**EXCERPT**
((

I got into a conversation with a creationist in a hangout late one night, and now, wouldn’t you know it, he has announced that he “humbled” me. Funny, that’s not how I remember it. He cut up a few bits from our discussion and created a video in which he thinks he has rebutted me, with much bluster and arrogance.
PZ Myer just got owned! all the down votes are from butt hurt atheists who worship PZ Myers and want to protect their religion called evolution!
In case you don’t want to sit through 13 minutes of ranting, I’ll summarize it for you.
He says I allow these atheists to
puff my head up because I
broke the world record in math. I have no idea what he means; what is the
world record in math, anyway? So I’ll let that slide, just as I’ll skip over the fact that he spells my name two different ways in his description and consistently mispronounces it.
He claims I said two stupid things.
The first is that he said something bizarre — that humans have 43 chromosomes, while tobacco has 48, and that this is a fact that evolutionists use to argue for evolution, calling it
the chromosome argument which, he says, 40 or 50 atheists use.

))

**REQUIREMENT**
Continue the blog post about the creationist's video from the point where it stops.

**RECORDS PROVIDED**
((

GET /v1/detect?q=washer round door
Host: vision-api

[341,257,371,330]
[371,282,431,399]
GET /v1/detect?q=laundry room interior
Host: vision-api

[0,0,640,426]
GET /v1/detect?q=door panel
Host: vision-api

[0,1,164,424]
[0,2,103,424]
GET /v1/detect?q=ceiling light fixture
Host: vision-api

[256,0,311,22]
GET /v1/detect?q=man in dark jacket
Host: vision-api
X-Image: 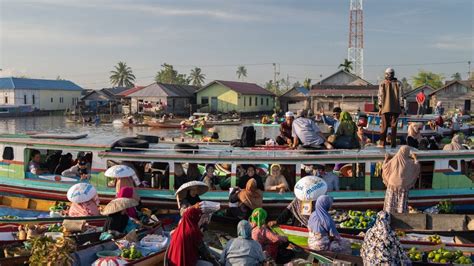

[378,68,403,148]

))

**SOLVED PROBLEM**
My reply was that chromosome number is irrelevant. After all, it varies in a rather arbitrary fashion across species, and it seems to be a highly variable character. While it may be useable as a comparision across closely related species, just tallying up chromosome numbers gives you no clue to relatedness. Here’s a table of some representative numbers, for instance:
If you just thought those numbers were sufficient to indicate ancestry, you’d have to conclude that humans are more closely related to zebrafish than they are to horses. So, no, we don’t use
the chromosome argument, or the argument from chromosome numbers.
I asked him if he knew how many chromosomes he had. His answer: 43 or 45. Both wrong. Not just wrong in detail, but in concept — we’re diploid, so we’re going to have an even number of chromosomes.
In his rebuttal, he mangles the statement that chromosome numbers are not a good metric for relatedness into a claim that no evolutionist uses chromosomes as evidence for evolution. Then he shows a clip of Ken Miller dismantling a common creationist claim, that because the other apes have 48 chromosomes and we only have 46, we can’t be that closely related. Miller shows from the content of chromosome 2 in humans that it is a product of a fusion of two ancestral chromosomes. He is explaining how chromosome numbers can vary.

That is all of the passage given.